** Text follows **
Protest and dissent are the foundation stones of modern societies and have helped secure a measure of democracy and human rights. Against all the odds, ordinary people have struggled to secure universal suffrage, equal opportunities, rights for women, rights to education, healthcare, pensions, protection of minorities and much more. Eventually, these achievements paved the way for the Universal Declaration of Human Rights which is adopted by every nation. These rights include the “right to freedom of opinion and expression”.
People in Hong Kong have recently chosen to exercise their human rights by organising an referendum on democratic reform. China has said local residents will be able to select their leader in the 2017 elections. However, candidates will be chosen from a list approved by an autocratic politburo – campaigners instead want the public to directly elect the territory’s next leader.
The so-called “Big Four” accountancy firms aren’t pleased. In an unprecedented move KPMG, PricewaterhouseCoopers (PwC), Ernst & Young (EY) and Deloitte & Touche have jointly taken out press advertisements in Hong Kong newspapers to oppose the people’s referendum. They claim the protests will persuade multinational companies to leave Hong Kong.
** End of Text **
** Provided records follows **
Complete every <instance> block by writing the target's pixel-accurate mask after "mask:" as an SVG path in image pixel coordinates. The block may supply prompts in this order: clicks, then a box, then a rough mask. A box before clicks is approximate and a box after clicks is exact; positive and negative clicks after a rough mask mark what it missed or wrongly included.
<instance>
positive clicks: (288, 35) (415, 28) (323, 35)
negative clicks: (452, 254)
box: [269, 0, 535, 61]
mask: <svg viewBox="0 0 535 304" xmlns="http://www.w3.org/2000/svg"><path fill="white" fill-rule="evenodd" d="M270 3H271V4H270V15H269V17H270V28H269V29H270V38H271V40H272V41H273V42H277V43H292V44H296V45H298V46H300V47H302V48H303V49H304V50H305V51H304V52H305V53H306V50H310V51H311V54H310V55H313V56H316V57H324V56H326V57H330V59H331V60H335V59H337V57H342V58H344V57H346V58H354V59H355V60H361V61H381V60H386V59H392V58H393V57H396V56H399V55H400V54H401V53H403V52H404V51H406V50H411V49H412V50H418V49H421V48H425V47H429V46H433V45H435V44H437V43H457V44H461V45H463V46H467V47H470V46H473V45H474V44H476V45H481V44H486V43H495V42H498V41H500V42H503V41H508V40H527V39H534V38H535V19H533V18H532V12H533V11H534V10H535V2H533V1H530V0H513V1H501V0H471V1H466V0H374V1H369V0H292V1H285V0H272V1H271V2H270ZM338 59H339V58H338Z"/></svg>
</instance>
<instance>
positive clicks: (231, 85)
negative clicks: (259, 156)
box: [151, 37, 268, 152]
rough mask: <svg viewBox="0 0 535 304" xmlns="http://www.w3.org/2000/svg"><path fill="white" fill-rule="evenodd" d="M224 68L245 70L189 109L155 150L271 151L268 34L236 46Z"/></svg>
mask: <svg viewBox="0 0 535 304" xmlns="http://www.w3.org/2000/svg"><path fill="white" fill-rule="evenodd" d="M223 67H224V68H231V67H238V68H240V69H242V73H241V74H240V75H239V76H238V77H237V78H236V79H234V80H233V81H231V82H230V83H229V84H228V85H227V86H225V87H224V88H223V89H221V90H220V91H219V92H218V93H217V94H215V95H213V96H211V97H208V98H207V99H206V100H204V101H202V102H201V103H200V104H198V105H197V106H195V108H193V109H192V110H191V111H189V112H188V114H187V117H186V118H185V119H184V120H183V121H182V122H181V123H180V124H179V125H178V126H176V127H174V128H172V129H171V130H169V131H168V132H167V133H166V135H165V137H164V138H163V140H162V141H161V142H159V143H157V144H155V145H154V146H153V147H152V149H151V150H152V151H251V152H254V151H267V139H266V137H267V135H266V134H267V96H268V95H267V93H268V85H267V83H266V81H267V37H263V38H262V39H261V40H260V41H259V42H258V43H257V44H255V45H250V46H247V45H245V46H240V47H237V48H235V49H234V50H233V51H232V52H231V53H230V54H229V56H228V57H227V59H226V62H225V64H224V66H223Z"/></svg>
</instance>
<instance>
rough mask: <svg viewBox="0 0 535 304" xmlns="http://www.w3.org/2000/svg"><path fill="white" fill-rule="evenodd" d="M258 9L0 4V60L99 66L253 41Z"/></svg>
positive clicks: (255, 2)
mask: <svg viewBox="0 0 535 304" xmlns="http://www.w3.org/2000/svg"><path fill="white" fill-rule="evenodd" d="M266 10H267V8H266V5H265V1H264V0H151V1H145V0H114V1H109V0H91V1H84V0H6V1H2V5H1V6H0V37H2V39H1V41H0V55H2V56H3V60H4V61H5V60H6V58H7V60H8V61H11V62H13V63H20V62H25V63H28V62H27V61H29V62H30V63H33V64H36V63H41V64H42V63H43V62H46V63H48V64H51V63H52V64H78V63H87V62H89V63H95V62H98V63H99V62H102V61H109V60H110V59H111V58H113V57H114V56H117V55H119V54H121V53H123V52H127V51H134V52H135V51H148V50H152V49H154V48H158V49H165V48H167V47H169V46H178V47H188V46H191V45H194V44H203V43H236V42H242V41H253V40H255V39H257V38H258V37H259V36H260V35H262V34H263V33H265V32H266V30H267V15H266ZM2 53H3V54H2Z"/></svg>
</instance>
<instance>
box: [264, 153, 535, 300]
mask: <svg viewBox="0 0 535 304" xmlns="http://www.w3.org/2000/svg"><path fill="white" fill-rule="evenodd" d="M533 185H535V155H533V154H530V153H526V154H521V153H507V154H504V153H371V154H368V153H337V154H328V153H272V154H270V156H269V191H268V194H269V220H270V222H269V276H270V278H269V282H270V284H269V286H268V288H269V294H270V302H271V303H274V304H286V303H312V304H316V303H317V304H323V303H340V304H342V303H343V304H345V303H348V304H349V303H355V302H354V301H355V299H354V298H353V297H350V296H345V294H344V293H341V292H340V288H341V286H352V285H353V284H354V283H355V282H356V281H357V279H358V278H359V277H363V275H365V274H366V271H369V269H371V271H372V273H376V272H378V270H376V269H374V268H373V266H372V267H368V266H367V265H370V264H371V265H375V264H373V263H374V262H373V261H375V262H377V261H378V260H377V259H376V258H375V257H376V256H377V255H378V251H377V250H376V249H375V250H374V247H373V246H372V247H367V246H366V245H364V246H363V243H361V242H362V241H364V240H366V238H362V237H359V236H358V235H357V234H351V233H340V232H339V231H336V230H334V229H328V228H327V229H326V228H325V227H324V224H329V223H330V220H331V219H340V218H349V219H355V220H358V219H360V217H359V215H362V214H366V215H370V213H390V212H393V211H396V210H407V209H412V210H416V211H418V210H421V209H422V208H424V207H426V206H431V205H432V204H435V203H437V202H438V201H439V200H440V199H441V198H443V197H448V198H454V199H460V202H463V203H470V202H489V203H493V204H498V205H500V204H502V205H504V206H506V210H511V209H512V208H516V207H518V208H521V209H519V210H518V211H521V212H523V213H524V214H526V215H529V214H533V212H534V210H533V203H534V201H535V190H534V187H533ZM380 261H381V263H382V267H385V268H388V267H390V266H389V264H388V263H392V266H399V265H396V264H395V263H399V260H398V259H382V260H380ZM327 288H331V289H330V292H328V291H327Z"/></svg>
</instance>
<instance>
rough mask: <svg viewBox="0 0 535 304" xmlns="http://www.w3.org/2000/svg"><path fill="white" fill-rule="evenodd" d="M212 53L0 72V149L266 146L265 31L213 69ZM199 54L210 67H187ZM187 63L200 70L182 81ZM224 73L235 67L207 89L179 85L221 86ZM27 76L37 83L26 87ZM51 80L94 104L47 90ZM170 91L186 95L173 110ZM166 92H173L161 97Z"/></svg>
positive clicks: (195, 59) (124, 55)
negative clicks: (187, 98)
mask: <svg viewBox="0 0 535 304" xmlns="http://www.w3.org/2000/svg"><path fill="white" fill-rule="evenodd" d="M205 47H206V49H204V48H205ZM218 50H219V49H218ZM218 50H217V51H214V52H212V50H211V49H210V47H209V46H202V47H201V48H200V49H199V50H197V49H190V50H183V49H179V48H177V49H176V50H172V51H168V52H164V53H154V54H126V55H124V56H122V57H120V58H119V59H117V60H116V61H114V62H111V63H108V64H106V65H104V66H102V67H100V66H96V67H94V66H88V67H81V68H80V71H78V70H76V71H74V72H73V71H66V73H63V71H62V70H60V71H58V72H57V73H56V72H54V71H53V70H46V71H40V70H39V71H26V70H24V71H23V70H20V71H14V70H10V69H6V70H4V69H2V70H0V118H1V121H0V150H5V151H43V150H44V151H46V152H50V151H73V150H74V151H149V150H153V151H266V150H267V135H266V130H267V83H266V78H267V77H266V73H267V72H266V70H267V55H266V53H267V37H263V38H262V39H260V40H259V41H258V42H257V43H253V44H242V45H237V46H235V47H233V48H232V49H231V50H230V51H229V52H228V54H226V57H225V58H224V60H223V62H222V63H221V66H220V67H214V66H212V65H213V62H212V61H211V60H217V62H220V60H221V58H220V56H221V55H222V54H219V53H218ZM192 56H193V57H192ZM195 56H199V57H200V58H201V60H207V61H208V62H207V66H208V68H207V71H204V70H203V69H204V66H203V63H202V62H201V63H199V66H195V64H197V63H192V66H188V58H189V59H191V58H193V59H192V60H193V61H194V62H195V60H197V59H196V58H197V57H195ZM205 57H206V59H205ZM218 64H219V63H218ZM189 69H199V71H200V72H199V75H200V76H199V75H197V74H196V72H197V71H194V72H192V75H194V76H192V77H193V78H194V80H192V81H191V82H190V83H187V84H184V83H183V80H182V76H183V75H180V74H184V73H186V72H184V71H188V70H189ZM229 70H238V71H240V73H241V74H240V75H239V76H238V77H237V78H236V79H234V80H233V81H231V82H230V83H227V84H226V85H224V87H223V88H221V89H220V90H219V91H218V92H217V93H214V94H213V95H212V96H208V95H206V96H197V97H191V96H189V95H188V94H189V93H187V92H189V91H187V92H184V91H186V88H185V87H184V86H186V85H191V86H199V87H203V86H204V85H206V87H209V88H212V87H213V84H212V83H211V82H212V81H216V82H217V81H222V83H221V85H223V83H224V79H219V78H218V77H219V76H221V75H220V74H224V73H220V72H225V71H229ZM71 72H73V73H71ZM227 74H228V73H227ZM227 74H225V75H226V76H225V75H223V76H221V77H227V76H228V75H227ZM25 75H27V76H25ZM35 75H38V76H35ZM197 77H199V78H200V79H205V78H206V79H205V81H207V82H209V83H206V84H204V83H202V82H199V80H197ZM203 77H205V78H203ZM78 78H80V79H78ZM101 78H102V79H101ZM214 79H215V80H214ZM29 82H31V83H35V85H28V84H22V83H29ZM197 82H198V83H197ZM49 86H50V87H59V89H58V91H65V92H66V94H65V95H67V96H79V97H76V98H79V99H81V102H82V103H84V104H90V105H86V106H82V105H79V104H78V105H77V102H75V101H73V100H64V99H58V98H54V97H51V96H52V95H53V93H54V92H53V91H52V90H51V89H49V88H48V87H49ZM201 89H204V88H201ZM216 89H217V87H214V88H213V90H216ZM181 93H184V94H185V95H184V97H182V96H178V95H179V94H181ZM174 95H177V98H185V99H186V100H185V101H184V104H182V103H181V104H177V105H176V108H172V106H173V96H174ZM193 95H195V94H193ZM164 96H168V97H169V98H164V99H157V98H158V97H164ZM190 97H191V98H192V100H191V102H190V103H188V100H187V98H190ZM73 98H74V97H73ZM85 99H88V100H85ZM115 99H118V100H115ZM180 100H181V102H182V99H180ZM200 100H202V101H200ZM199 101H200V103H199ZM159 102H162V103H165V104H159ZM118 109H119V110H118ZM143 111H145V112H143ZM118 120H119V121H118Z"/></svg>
** End of Provided records **
Your tasks:
1/ In the text on Hong Kong's referendum, condense the paragraph beginning "The so-called “Big Four”" into a shorter version that keeps its main facts.
2/ Reproduce the passage of the Hong Kong referendum text that begins at the words "People in Hong" and stops after the words "territory’s next leader.".

Answers provided:
1/ The "Big Four" accountancy firms (KPMG, PwC, EY and Deloitte & Touche) are unhappy. In an unprecedented joint move, they placed advertisements in Hong Kong newspapers opposing the people's referendum, claiming the protests will drive multinational companies out of Hong Kong.

2/
People in Hong Kong have recently chosen to exercise their human rights by organising an referendum on democratic reform. China has said local residents will be able to select their leader in the 2017 elections. However, candidates will be chosen from a list approved by an autocratic politburo – campaigners instead want the public to directly elect the territory’s next leader.